Problem description: Return every line of the records below without any change, leaving out the pictures.

Records for bounding box labeling:
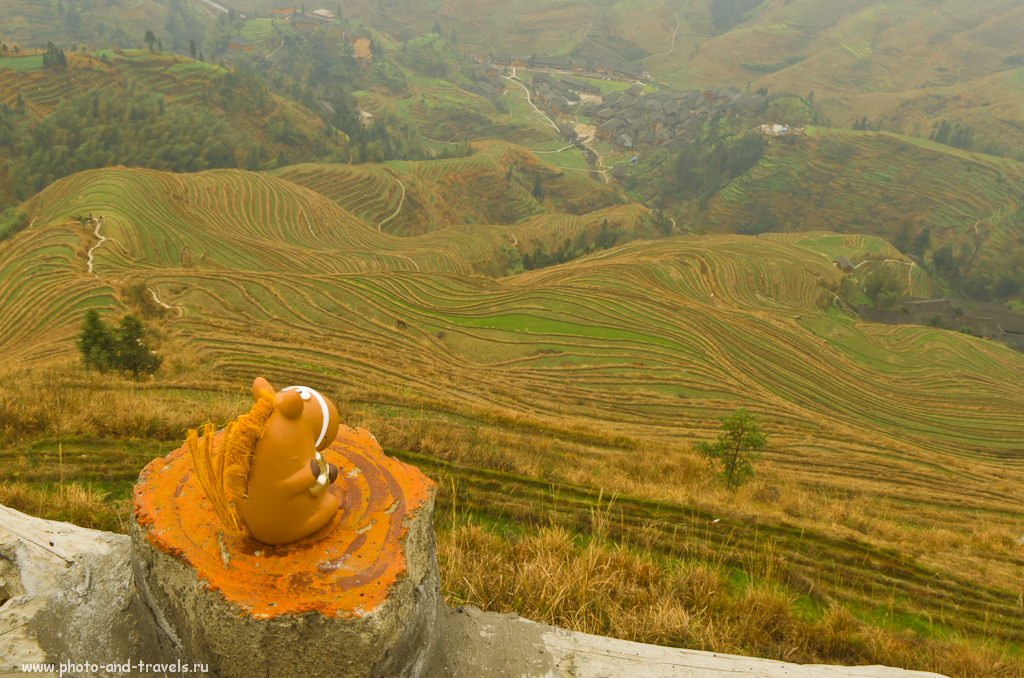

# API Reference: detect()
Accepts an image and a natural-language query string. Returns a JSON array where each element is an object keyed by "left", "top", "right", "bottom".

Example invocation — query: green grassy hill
[
  {"left": 271, "top": 142, "right": 620, "bottom": 236},
  {"left": 631, "top": 128, "right": 1024, "bottom": 297},
  {"left": 329, "top": 0, "right": 1024, "bottom": 154},
  {"left": 0, "top": 160, "right": 1024, "bottom": 675},
  {"left": 0, "top": 50, "right": 345, "bottom": 205}
]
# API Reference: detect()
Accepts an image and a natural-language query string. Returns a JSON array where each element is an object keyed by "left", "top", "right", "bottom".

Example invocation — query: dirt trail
[
  {"left": 377, "top": 177, "right": 405, "bottom": 232},
  {"left": 640, "top": 0, "right": 690, "bottom": 68}
]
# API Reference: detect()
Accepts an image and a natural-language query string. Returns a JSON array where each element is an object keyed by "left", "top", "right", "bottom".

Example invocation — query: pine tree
[
  {"left": 75, "top": 308, "right": 115, "bottom": 372},
  {"left": 696, "top": 410, "right": 768, "bottom": 490},
  {"left": 115, "top": 314, "right": 163, "bottom": 378}
]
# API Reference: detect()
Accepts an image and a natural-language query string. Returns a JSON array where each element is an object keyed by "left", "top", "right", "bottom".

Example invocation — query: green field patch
[{"left": 0, "top": 56, "right": 43, "bottom": 71}]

Finished answer:
# API Reference: detect()
Accepts an image and a natural-language query string. Returns a JSON array where each element is an object keyed by "left", "top", "right", "bottom".

Example invocation — query: green grassy hill
[
  {"left": 271, "top": 142, "right": 620, "bottom": 236},
  {"left": 631, "top": 128, "right": 1024, "bottom": 297},
  {"left": 329, "top": 0, "right": 1024, "bottom": 154},
  {"left": 0, "top": 160, "right": 1024, "bottom": 675},
  {"left": 0, "top": 50, "right": 345, "bottom": 205}
]
# API Reference: detect()
Accepts an image and a natural-language query string. Returns a JSON array where each element is an object keyed by "left", "top", "right", "bottom".

Example invocation — query: dirt trail
[
  {"left": 377, "top": 177, "right": 405, "bottom": 232},
  {"left": 640, "top": 0, "right": 690, "bottom": 68}
]
# API Reference: detect()
Accepts an image and a natural-language query string. Returns a JSON array where each element is an object keyed by "left", "top", "right", "bottom".

Example invocation — query: pine tree
[
  {"left": 75, "top": 308, "right": 115, "bottom": 372},
  {"left": 696, "top": 410, "right": 768, "bottom": 490},
  {"left": 115, "top": 314, "right": 163, "bottom": 378}
]
# API Reference: detect()
Accepts an image and a natural-language query string. Returns a JSON array where each element is an object keyed by "left", "top", "right", "bottom".

Example invocation — query: green field patch
[{"left": 0, "top": 56, "right": 43, "bottom": 71}]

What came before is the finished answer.